→ Goal of the exercise: Nothing in the data may be altered as it is transcribed.

Provided entries below:

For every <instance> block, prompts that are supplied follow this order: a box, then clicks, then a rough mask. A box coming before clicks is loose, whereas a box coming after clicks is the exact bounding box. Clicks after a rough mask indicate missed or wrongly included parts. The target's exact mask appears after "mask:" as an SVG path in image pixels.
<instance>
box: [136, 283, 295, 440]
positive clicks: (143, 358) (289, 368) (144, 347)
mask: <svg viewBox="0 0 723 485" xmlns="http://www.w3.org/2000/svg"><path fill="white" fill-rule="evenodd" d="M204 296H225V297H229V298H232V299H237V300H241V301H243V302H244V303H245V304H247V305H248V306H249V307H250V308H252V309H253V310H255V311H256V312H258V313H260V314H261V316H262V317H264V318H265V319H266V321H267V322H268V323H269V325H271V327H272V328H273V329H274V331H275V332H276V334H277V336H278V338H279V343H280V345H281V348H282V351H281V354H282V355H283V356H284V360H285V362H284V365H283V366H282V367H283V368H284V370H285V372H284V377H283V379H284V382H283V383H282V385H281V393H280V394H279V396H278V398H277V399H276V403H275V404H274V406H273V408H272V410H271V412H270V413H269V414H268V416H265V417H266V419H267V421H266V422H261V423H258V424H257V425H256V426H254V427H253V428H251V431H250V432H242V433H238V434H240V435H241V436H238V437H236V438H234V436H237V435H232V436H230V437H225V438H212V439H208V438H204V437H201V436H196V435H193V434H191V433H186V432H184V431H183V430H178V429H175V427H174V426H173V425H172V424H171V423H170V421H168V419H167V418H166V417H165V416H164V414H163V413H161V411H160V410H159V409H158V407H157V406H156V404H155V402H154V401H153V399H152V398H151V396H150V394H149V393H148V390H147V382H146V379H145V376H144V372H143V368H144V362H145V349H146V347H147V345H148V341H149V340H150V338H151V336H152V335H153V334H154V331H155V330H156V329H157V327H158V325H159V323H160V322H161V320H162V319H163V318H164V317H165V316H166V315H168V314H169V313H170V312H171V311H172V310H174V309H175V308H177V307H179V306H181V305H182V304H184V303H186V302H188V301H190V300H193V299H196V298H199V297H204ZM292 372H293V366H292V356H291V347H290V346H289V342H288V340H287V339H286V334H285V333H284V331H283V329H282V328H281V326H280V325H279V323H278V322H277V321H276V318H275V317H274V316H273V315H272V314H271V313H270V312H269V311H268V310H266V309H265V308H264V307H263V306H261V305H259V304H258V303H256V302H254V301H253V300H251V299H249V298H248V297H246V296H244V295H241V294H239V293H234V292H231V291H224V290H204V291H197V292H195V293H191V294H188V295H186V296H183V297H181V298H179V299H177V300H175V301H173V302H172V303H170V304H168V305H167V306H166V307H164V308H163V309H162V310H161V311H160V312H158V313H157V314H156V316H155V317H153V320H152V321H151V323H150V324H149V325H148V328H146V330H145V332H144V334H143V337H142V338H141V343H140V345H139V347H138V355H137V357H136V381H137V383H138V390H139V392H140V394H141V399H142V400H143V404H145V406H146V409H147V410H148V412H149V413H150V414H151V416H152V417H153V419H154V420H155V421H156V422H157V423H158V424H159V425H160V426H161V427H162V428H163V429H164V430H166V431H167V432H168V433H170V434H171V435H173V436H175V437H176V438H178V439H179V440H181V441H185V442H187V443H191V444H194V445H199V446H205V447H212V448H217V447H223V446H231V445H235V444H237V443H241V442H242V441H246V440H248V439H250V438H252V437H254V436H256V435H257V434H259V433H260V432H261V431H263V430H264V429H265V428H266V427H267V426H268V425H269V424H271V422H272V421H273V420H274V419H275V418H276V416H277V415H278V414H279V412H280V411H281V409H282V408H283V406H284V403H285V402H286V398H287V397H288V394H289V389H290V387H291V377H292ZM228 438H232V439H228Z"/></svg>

End of Provided entries.

→ Result for this task:
For every <instance> block, prompts that are supplied follow this order: a box, then clicks, then a rough mask. A box coming before clicks is loose, whereas a box coming after clicks is the exact bounding box. Clicks after a rough mask indicate missed or wrongly included parts. The target's exact mask appears after "mask:" as an SVG path in image pixels.
<instance>
box: [136, 283, 295, 440]
positive clicks: (143, 358) (289, 368) (144, 347)
mask: <svg viewBox="0 0 723 485" xmlns="http://www.w3.org/2000/svg"><path fill="white" fill-rule="evenodd" d="M204 296H225V297H229V298H232V299H237V300H241V301H243V302H244V303H245V304H247V305H248V306H249V307H250V308H252V309H253V310H255V311H256V312H258V313H260V314H261V316H262V317H264V318H265V319H266V321H267V322H268V323H269V325H271V327H272V328H273V329H274V331H275V332H276V334H277V336H278V338H279V343H280V345H281V348H282V351H281V354H282V355H283V356H284V360H285V362H284V365H283V366H282V367H283V368H284V370H285V372H284V377H283V379H284V382H283V383H282V385H281V393H280V394H279V396H278V398H277V399H276V403H275V404H274V406H273V408H272V410H271V412H270V413H269V414H268V416H265V417H266V419H267V421H266V422H261V423H258V424H257V425H256V426H254V427H253V428H251V431H250V432H242V433H238V434H240V435H241V436H238V437H236V438H234V436H237V435H232V436H230V437H225V438H212V439H208V438H204V437H201V436H196V435H193V434H191V433H186V432H184V431H183V430H178V429H175V427H174V426H173V425H172V424H171V423H170V421H168V419H167V418H166V417H165V416H164V414H163V413H161V411H160V410H159V409H158V407H157V406H156V404H155V402H154V401H153V399H152V398H151V396H150V394H149V393H148V390H147V382H146V379H145V376H144V372H143V368H144V362H145V349H146V347H147V345H148V341H149V340H150V338H151V336H152V335H153V334H154V331H155V330H156V329H157V327H158V325H159V323H160V322H161V320H162V319H163V318H164V317H165V316H166V315H168V314H169V313H170V312H171V311H172V310H174V309H175V308H177V307H179V306H181V305H182V304H184V303H186V302H188V301H190V300H193V299H196V298H199V297H204ZM292 372H293V366H292V356H291V347H290V346H289V342H288V340H287V339H286V334H285V333H284V331H283V329H282V328H281V326H280V325H279V323H278V322H277V321H276V318H275V317H274V316H273V315H272V314H271V313H270V312H269V311H268V310H266V309H265V308H264V307H263V306H261V305H259V304H258V303H256V302H254V301H253V300H251V299H249V298H248V297H246V296H244V295H241V294H239V293H234V292H231V291H224V290H204V291H197V292H195V293H191V294H188V295H186V296H183V297H181V298H179V299H177V300H175V301H173V302H172V303H170V304H168V305H167V306H166V307H164V308H163V309H162V310H161V311H160V312H158V313H157V314H156V316H155V317H153V320H152V321H151V323H150V324H149V325H148V328H146V330H145V332H144V334H143V337H142V338H141V343H140V345H139V347H138V355H137V357H136V381H137V383H138V390H139V392H140V394H141V399H142V400H143V404H145V406H146V409H147V410H148V412H149V413H150V414H151V416H152V417H153V419H154V420H155V421H156V422H157V423H158V424H159V425H160V426H161V427H162V428H163V429H164V430H166V431H167V432H168V433H170V434H171V435H173V436H175V437H176V438H178V439H179V440H181V441H185V442H187V443H191V444H194V445H199V446H205V447H212V448H217V447H223V446H231V445H235V444H237V443H241V442H242V441H246V440H248V439H250V438H252V437H254V436H256V435H257V434H259V433H260V432H261V431H263V430H264V429H265V428H266V427H267V426H268V425H269V424H271V422H272V421H273V420H274V419H275V418H276V416H277V415H278V414H279V412H280V411H281V409H282V408H283V406H284V403H285V402H286V398H287V397H288V394H289V389H290V387H291V377H292ZM228 438H232V439H228Z"/></svg>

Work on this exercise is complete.